EXERCISE OBJECTIVE: Retype the line in which "Could you please indicate the window" appears, then every line after it until the records end. Leave out the pictures.

[Dataset entries]
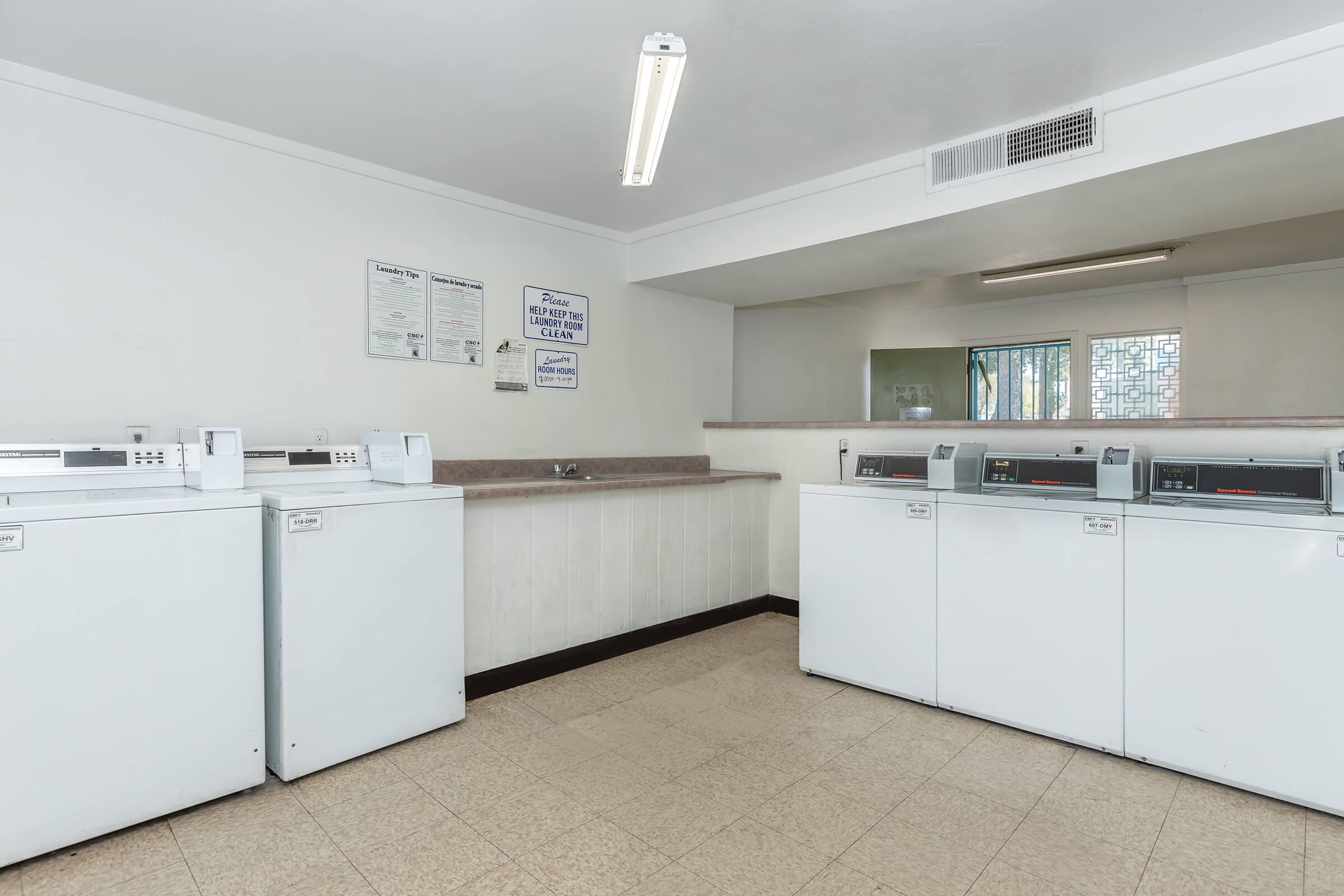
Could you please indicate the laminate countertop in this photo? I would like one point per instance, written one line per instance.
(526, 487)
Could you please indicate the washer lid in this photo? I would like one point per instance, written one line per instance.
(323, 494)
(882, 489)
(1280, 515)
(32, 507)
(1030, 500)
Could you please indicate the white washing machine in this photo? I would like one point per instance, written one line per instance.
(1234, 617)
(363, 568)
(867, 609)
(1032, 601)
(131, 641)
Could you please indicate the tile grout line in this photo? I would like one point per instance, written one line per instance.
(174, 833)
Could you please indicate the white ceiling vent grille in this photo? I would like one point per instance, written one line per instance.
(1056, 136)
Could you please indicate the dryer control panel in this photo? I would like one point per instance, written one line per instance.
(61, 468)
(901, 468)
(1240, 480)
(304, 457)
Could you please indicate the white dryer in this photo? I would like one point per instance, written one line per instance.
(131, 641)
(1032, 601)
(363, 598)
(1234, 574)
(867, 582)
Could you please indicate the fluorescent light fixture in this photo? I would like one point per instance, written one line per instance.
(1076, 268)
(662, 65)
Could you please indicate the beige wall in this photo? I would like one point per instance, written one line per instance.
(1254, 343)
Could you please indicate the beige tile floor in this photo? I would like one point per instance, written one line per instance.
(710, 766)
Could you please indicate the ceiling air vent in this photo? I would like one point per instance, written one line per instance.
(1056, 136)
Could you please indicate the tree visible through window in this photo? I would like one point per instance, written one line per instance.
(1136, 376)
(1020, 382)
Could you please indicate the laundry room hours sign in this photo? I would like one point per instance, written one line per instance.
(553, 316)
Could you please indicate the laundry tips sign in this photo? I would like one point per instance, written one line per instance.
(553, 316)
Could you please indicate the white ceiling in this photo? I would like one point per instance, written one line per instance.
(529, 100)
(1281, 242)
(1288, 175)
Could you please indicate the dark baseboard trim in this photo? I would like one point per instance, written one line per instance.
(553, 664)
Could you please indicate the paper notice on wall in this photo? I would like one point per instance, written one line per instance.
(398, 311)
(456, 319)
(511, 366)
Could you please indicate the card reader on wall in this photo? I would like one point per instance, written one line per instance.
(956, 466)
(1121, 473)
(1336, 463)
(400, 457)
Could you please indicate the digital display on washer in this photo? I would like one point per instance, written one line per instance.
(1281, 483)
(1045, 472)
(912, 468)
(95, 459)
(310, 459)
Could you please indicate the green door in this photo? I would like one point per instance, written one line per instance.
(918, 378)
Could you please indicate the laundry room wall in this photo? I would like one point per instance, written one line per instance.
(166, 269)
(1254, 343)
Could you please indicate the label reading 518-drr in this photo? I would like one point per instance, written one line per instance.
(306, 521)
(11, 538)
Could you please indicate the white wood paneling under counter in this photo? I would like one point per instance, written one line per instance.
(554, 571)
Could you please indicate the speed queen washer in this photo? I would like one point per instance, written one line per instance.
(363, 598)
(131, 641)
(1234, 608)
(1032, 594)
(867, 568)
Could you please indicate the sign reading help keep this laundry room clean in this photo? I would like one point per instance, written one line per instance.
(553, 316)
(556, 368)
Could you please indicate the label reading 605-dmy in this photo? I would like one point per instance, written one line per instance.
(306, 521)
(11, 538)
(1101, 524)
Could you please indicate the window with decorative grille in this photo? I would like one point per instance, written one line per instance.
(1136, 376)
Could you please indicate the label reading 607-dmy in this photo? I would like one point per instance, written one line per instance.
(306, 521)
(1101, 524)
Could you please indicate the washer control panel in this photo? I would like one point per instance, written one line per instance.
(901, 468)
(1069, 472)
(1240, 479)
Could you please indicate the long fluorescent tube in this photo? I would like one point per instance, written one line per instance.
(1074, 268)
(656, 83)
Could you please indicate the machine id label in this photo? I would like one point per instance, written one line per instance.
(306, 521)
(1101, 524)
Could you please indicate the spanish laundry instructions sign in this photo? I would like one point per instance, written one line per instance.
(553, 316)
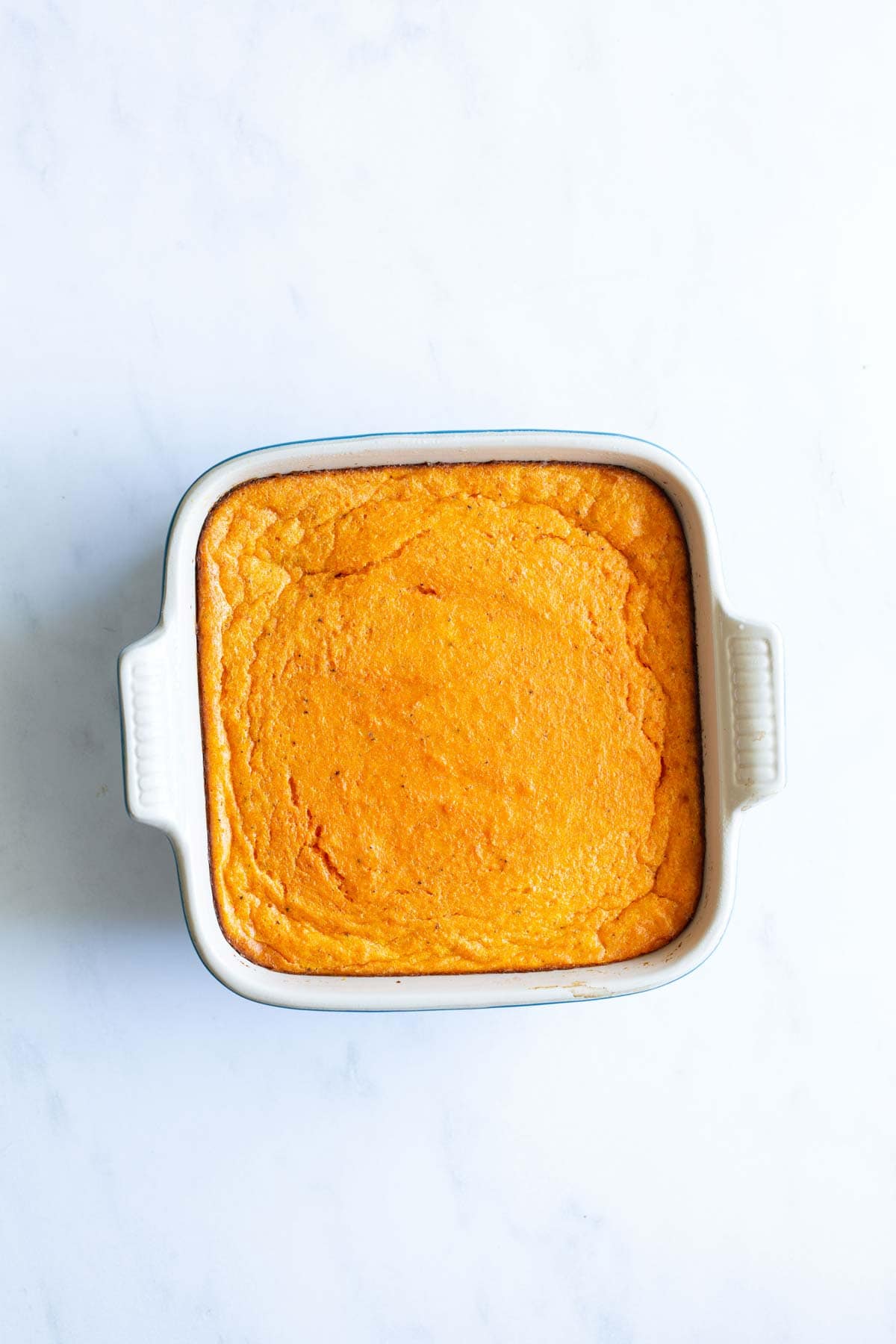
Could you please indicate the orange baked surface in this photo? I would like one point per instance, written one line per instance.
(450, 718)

ANSWER TO THE PROBLEM:
Could you please indicate the window with decorative grille in this photo? I would like one point per instance, written one line per instance.
(1136, 376)
Could you please indicate the label reading 607-dmy in this photo? I would like one point per instance, written one line per instance.
(306, 521)
(1101, 524)
Could you please indicate the washer control panel in this photo? I would like one point per instance, written one line per instance.
(901, 468)
(1069, 472)
(1240, 479)
Could you please indicate the long fluorescent tube in this photo? I would like one point per instance, written one line per instance.
(1074, 268)
(656, 83)
Could you please indicate the machine id label in this photo? I would like one point per instance, written one line per instance.
(306, 521)
(1101, 524)
Could you please indicate the spanish laundry instructions sign in this photo? I would like one point per instance, written one line per instance.
(553, 316)
Could you please indicate the orange baked surface in this photo? I would like one point per instance, written one line per instance.
(450, 718)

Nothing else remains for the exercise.